• _Location identification rows_
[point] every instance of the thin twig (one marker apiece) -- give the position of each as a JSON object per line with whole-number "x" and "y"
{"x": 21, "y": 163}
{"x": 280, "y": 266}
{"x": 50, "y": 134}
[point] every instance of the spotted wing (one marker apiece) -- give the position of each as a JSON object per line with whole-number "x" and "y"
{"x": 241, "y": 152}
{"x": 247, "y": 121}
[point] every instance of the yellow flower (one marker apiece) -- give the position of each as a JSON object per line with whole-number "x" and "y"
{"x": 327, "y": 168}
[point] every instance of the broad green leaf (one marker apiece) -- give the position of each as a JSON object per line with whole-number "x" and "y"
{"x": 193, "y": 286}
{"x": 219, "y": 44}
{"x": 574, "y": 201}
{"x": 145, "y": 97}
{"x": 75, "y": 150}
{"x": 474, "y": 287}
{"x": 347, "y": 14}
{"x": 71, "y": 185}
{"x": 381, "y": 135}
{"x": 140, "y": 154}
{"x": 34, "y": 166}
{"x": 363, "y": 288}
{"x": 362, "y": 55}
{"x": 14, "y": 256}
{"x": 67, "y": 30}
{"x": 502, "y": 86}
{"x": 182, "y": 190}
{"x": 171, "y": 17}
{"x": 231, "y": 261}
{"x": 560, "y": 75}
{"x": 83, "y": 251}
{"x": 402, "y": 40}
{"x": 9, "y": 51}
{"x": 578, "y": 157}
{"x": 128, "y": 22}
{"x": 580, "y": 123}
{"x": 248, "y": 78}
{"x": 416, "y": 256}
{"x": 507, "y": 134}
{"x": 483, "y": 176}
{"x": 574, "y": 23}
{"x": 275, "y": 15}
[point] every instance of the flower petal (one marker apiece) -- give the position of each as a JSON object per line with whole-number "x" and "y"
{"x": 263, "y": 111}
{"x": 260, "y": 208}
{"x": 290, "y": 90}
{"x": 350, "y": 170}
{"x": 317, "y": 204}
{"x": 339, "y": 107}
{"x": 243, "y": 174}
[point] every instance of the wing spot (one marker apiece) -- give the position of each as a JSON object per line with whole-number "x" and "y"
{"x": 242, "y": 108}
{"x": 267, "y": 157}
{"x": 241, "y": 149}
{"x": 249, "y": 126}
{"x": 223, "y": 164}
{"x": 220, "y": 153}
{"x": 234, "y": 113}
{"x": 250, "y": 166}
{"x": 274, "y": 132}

• _GIVEN INSTRUCTION_
Reproduce each of the lines above precisely as it appears, leaving nothing out.

• _RESPONSE TO THIS TASK_
[point] every instance of the thin twig (one marker apiece) -- give the position of each as a JSON object per line with whole-number "x" and "y"
{"x": 21, "y": 163}
{"x": 280, "y": 266}
{"x": 50, "y": 134}
[point] every instance of the spotted wing (one marker apiece) -- give the position of each as a JSON object per line with whole-number "x" and "y"
{"x": 241, "y": 152}
{"x": 247, "y": 121}
[point] every instance of the yellow flower (one marker apiece) -- give the position of each as a JSON object per line with whole-number "x" and "y"
{"x": 327, "y": 168}
[point] every instance of the broad green leaf (one marker apiece) -- give the position of each as a JSON object per line with whole-number "x" and "y"
{"x": 193, "y": 286}
{"x": 219, "y": 44}
{"x": 574, "y": 201}
{"x": 145, "y": 97}
{"x": 75, "y": 150}
{"x": 474, "y": 287}
{"x": 347, "y": 14}
{"x": 71, "y": 185}
{"x": 381, "y": 135}
{"x": 140, "y": 154}
{"x": 34, "y": 166}
{"x": 363, "y": 288}
{"x": 362, "y": 55}
{"x": 14, "y": 256}
{"x": 67, "y": 30}
{"x": 502, "y": 86}
{"x": 182, "y": 190}
{"x": 171, "y": 17}
{"x": 231, "y": 261}
{"x": 560, "y": 75}
{"x": 83, "y": 251}
{"x": 402, "y": 40}
{"x": 9, "y": 51}
{"x": 578, "y": 157}
{"x": 128, "y": 22}
{"x": 580, "y": 123}
{"x": 248, "y": 78}
{"x": 416, "y": 256}
{"x": 507, "y": 134}
{"x": 483, "y": 176}
{"x": 574, "y": 23}
{"x": 275, "y": 15}
[point] every instance of the flower petal (one marker apiece) -- give the position of each as a JSON object per line with whole-number "x" and "y"
{"x": 263, "y": 111}
{"x": 260, "y": 208}
{"x": 290, "y": 90}
{"x": 350, "y": 170}
{"x": 317, "y": 204}
{"x": 339, "y": 107}
{"x": 243, "y": 174}
[point] every instance of the wing spot (one marker apiece) -- give the position of each as a JSON object per line with whole-number "x" and "y"
{"x": 242, "y": 108}
{"x": 267, "y": 157}
{"x": 241, "y": 149}
{"x": 249, "y": 126}
{"x": 223, "y": 164}
{"x": 220, "y": 153}
{"x": 234, "y": 113}
{"x": 250, "y": 166}
{"x": 274, "y": 132}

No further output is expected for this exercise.